(SELECTED EXTRACT):
Estate agent signs Estate agent signs. Photo: Paul Mison / Flickr / CC BY-SA 2.0, license linked at bottom of article

As house prices continue to spiral, the new Tory plan isn’t going to do anything to help young and working class people, argues Terina Hine

Back in October Boris Johnson announced to the Tory Party conference that he would to “turn Generation Rent into Generation Buy”, claiming his new housing policy would be the “biggest expansion of homeownership since the 1980s”.

The long awaited scheme, launched this week, takes the form of government guaranteed 95% mortgages. Young renters now only need to save a 5% deposit and they can jump onto that much coveted housing ladder.

Invoking Thatcher’s right-to-buy policy was a crowd pleaser for the Tory faithful, and a sign for the rest of us that the government intended to deal with the housing crisis with more fake egalitarian bluster. The right-to-buy policy, which claimed to help the poor become homeowners, decimated the public housing stock, eroded council incomes and advantaged only better off council tenants. It was also credited with helping the Conservatives win over many traditional Labour voters.

Just as with right-to-buy this new housing initiative is being promoted as opening up the dream of homeownership to a new class of people, in this instance the young. But this is Tory egalitarianism and will therefore fail all but a lucky few. It is a response to the housing crisis which will boost the housing market for those already on the ladder, those who can access the bank of mum & dad, and is a policy with a government bank bailout at its heart.

(EXTRACTED MATERIAL):

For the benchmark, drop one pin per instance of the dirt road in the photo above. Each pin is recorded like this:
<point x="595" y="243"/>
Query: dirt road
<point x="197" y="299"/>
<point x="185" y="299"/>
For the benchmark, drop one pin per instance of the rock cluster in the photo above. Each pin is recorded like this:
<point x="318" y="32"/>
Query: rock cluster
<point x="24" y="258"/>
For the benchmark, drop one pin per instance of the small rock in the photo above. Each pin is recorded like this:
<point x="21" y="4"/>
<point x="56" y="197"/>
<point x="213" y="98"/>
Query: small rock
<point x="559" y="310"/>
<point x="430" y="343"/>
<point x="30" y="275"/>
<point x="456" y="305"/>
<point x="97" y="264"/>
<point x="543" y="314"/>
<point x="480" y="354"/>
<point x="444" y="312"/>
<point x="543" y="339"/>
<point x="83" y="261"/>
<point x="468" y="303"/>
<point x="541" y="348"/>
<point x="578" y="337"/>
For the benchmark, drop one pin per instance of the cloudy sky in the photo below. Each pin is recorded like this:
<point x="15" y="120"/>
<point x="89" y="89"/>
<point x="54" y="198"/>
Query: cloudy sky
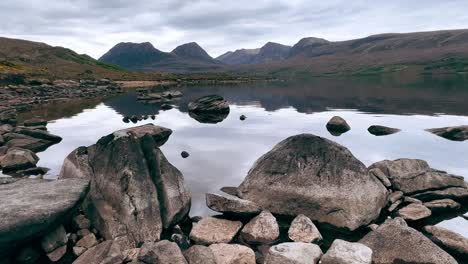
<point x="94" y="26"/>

(WORK INSTRUCTION A):
In the article on the Tory housing plan, why does the author expect the new mortgage scheme to fail all but a lucky few? Answer in one to three sentences.
(WORK INSTRUCTION B):
According to the article on the Tory housing plan, what size of deposit must young renters now save under the new scheme?

(SOLUTION A):
The author calls the scheme an example of Tory egalitarianism and says it will therefore fail most people. It will boost the housing market for those already on the ladder and those who can draw on the bank of mum and dad, and it has a government bank bailout at its heart.

(SOLUTION B):
A 5% deposit.